Start of Data provided

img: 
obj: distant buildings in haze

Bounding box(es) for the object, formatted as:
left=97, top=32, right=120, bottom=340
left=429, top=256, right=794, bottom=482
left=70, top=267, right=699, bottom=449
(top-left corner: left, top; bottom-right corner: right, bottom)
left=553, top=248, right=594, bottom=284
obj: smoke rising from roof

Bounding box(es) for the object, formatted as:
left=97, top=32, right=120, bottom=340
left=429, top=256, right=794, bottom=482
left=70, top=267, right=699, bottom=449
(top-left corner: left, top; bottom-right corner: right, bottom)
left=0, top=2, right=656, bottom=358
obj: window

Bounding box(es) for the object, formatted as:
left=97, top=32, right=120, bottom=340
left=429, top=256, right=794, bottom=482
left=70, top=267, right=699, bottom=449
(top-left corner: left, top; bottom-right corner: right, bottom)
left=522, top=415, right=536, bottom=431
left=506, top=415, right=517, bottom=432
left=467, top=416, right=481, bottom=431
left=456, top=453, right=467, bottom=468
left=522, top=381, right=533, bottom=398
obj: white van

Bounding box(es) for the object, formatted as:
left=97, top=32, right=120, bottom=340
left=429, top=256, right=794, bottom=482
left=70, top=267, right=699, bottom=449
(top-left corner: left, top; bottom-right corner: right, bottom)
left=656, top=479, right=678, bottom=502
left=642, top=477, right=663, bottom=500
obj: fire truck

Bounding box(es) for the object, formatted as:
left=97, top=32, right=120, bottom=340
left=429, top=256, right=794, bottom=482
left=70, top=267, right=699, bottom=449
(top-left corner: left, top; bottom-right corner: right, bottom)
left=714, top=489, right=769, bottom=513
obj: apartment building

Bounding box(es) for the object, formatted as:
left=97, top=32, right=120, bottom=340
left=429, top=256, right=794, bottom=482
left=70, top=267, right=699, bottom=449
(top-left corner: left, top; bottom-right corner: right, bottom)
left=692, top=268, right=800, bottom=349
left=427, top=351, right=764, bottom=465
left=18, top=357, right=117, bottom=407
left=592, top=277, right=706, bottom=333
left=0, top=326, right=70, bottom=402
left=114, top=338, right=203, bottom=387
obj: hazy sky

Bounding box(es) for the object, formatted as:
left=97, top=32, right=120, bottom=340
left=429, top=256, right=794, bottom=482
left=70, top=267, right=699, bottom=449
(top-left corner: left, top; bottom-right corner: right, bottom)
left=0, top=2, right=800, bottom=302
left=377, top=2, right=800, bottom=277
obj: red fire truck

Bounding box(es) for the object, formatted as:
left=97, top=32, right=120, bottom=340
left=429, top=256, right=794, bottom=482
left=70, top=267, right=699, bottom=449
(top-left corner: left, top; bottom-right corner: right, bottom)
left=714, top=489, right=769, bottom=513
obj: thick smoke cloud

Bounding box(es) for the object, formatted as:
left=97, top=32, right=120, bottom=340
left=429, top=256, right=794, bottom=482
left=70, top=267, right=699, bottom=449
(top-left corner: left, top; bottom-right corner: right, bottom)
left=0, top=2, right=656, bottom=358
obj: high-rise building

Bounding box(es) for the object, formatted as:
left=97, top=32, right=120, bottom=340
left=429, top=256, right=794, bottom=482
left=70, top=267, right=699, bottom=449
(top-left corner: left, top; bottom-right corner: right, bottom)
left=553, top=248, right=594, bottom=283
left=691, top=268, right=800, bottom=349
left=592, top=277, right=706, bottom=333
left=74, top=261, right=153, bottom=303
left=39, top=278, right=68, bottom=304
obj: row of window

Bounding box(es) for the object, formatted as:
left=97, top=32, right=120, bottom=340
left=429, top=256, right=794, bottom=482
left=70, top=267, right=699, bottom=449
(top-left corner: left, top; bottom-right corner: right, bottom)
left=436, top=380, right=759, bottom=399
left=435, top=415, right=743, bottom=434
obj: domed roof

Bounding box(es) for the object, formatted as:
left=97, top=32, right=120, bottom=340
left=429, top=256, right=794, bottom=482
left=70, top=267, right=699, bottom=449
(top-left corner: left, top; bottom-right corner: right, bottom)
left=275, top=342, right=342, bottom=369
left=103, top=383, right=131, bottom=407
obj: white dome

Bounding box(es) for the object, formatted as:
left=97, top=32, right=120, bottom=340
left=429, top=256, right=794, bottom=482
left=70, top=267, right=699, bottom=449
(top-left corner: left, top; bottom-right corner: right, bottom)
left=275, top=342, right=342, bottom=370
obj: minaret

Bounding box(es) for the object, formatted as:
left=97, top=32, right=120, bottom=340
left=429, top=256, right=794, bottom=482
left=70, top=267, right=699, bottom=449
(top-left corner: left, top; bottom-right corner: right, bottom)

End of Data provided

Exercise objective ▸ Copy all of the data above word for word, without changing anything.

Exercise response ▸
img: 
obj: distant buildings in haze

Bounding box(es) for the object, formatted as:
left=97, top=32, right=120, bottom=340
left=429, top=256, right=794, bottom=482
left=70, top=267, right=699, bottom=449
(top-left corner: left, top; bottom-right corner: right, bottom)
left=553, top=248, right=594, bottom=284
obj: smoke rising from roof

Bounding box(es) for the object, formatted as:
left=97, top=32, right=120, bottom=340
left=429, top=256, right=794, bottom=482
left=70, top=267, right=699, bottom=449
(top-left corner: left, top; bottom-right corner: right, bottom)
left=0, top=2, right=656, bottom=358
obj: window

Bounding box(es) for the object, formatted as:
left=97, top=32, right=120, bottom=340
left=429, top=256, right=794, bottom=482
left=70, top=267, right=699, bottom=449
(top-left corner: left, top; bottom-right corner: right, bottom)
left=522, top=415, right=536, bottom=431
left=506, top=415, right=517, bottom=432
left=467, top=416, right=481, bottom=431
left=456, top=453, right=467, bottom=468
left=522, top=381, right=533, bottom=398
obj: white van

Bounding box(es) for the object, formatted as:
left=97, top=32, right=120, bottom=340
left=429, top=256, right=794, bottom=482
left=70, top=267, right=699, bottom=449
(top-left corner: left, top; bottom-right corner: right, bottom)
left=656, top=479, right=678, bottom=502
left=642, top=477, right=663, bottom=500
obj: fire truck

Bounding box(es) for the object, formatted as:
left=97, top=32, right=120, bottom=340
left=429, top=256, right=794, bottom=482
left=70, top=267, right=699, bottom=449
(top-left corner: left, top; bottom-right corner: right, bottom)
left=714, top=489, right=769, bottom=513
obj: apartment building

Bounding box(es) for the object, formatted as:
left=97, top=32, right=120, bottom=340
left=429, top=256, right=794, bottom=482
left=70, top=267, right=699, bottom=449
(top-left corner: left, top; bottom-right corner: right, bottom)
left=692, top=268, right=800, bottom=349
left=427, top=351, right=764, bottom=465
left=18, top=357, right=117, bottom=407
left=592, top=277, right=706, bottom=333
left=0, top=326, right=70, bottom=402
left=114, top=338, right=203, bottom=387
obj: hazy sky

Bounding box(es) for the object, formatted as:
left=97, top=32, right=120, bottom=340
left=429, top=256, right=794, bottom=482
left=70, top=267, right=699, bottom=449
(top-left corner: left, top; bottom-right corner: right, bottom)
left=0, top=2, right=800, bottom=302
left=377, top=2, right=800, bottom=277
obj: red fire truck

Bounding box(es) for the object, formatted as:
left=97, top=32, right=120, bottom=340
left=429, top=256, right=794, bottom=482
left=70, top=267, right=699, bottom=449
(top-left corner: left, top; bottom-right corner: right, bottom)
left=714, top=489, right=769, bottom=513
obj: thick smoke cloud

Bounding box(es) for the object, formatted as:
left=97, top=32, right=120, bottom=340
left=429, top=256, right=794, bottom=482
left=70, top=267, right=699, bottom=449
(top-left corner: left, top; bottom-right corner: right, bottom)
left=0, top=2, right=656, bottom=358
obj: high-rise building

Bounding box(es) for the object, formatted as:
left=97, top=32, right=120, bottom=340
left=429, top=256, right=794, bottom=482
left=70, top=267, right=699, bottom=449
(top-left corner: left, top; bottom-right corner: right, bottom)
left=553, top=248, right=594, bottom=283
left=691, top=268, right=800, bottom=349
left=592, top=277, right=706, bottom=333
left=74, top=261, right=153, bottom=303
left=39, top=278, right=68, bottom=304
obj: row of window

Bounding box(es) for the object, formatted as:
left=97, top=32, right=120, bottom=340
left=429, top=256, right=794, bottom=482
left=70, top=267, right=699, bottom=449
(top-left corner: left, top; bottom-right corner: right, bottom)
left=436, top=380, right=759, bottom=399
left=435, top=415, right=743, bottom=434
obj: domed roof

Bounding box(es) for the object, formatted as:
left=97, top=32, right=120, bottom=340
left=429, top=256, right=794, bottom=482
left=70, top=267, right=699, bottom=449
(top-left corner: left, top; bottom-right corner: right, bottom)
left=275, top=342, right=342, bottom=369
left=103, top=383, right=131, bottom=407
obj: white dome

Bounding box(es) for the object, formatted as:
left=97, top=32, right=120, bottom=340
left=429, top=256, right=794, bottom=482
left=70, top=267, right=699, bottom=449
(top-left corner: left, top; bottom-right corner: right, bottom)
left=275, top=342, right=342, bottom=370
obj: minaret

Bounding box(es) for the object, formatted as:
left=97, top=32, right=120, bottom=340
left=429, top=256, right=794, bottom=482
left=70, top=267, right=699, bottom=449
(top-left corner: left, top; bottom-right corner: right, bottom)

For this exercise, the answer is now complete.